**TASK DETAILS:** From the World Series of Poker review below, write out the passage that opens with the words containing "The controls are" and closes with "tournament I entered.", switching "tournament" to "event".

**TEXT PROVIDED:**
◇ ◇ ◇ ◇
As a video game, World Series of Poker couldn't be any worse.
By JOSH KORR
Published October 3, 2005
The bare-bones graphics are more befitting a free online game than a PlayStation 2 title. Each tournament takes place at the same table in the same anonymous casino room. Players have about three clunky animations each, and those take forever. (If you're going to fold, just fold already!) The announcers look like Teddy Ruxpin when they talk.
The sounds consist of a half-dozen one-liners and taunts from the players, and a few repetitive observations from the announcers. It's like the old John Madden football games for Genesis, where after a few plays you never again want to hear "Boom! He's on his back!" and "Where'd that truck come from!"
The controls are good enough, but it would be hard to mess up bet, fold, check and raise.
As a poker game, though, World Series is actually pretty realistic. Which is to say, I lost every single tournament I entered.
You can choose from Texas hold 'em, Omaha, Omaha hi-low split, seven card stud, seven card stud hi-low split and razz (seven card stud lowball). All of them have pretty good artificial intelligence, with a mix of conservative opponents and raise-till-you-fold jerks.
◇ ◇ ◇ ◇
**SUPPLIED DATA:**

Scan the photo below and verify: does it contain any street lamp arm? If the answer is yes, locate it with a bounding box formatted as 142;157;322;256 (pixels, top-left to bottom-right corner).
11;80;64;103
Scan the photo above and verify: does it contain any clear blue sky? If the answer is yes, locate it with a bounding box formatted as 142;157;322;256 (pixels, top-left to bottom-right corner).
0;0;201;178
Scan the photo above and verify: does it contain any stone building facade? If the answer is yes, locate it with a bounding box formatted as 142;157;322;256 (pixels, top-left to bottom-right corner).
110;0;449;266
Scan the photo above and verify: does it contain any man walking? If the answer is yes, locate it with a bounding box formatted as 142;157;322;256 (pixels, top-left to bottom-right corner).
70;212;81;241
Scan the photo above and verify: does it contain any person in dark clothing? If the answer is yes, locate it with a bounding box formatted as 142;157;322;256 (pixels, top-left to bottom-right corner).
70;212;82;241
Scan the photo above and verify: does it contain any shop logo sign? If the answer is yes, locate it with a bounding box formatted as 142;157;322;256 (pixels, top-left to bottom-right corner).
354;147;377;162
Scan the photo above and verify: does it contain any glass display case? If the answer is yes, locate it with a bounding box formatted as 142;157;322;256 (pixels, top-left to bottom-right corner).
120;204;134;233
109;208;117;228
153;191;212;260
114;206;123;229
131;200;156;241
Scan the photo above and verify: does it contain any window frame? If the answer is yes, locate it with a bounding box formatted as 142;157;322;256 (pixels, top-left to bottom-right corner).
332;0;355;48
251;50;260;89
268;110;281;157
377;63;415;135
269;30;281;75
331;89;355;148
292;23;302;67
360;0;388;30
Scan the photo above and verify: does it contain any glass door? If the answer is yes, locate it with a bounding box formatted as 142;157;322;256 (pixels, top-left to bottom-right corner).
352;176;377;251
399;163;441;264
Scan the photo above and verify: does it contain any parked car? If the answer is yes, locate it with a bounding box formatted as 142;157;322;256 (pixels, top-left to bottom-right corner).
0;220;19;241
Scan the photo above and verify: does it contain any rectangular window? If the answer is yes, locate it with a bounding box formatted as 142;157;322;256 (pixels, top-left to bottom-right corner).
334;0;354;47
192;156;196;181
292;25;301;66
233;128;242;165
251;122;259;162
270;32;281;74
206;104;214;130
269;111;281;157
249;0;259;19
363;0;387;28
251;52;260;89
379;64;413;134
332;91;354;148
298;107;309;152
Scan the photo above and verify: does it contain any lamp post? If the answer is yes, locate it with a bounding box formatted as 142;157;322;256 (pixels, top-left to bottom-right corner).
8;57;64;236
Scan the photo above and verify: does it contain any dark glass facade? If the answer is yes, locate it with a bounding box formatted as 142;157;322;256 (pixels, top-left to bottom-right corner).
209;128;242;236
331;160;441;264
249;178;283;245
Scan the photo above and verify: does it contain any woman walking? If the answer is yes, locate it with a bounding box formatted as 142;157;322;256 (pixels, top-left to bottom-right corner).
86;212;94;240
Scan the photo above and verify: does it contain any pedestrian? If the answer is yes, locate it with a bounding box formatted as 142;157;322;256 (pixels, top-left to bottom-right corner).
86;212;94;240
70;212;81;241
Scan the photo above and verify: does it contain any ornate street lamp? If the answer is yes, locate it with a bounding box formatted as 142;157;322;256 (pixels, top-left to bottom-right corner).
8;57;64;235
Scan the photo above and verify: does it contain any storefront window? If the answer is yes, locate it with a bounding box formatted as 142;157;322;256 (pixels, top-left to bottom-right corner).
◇ ◇ ◇ ◇
**REPLY TO THE TASK:**
The controls are good enough, but it would be hard to mess up bet, fold, check and raise.
As a poker game, though, World Series is actually pretty realistic. Which is to say, I lost every single event I entered.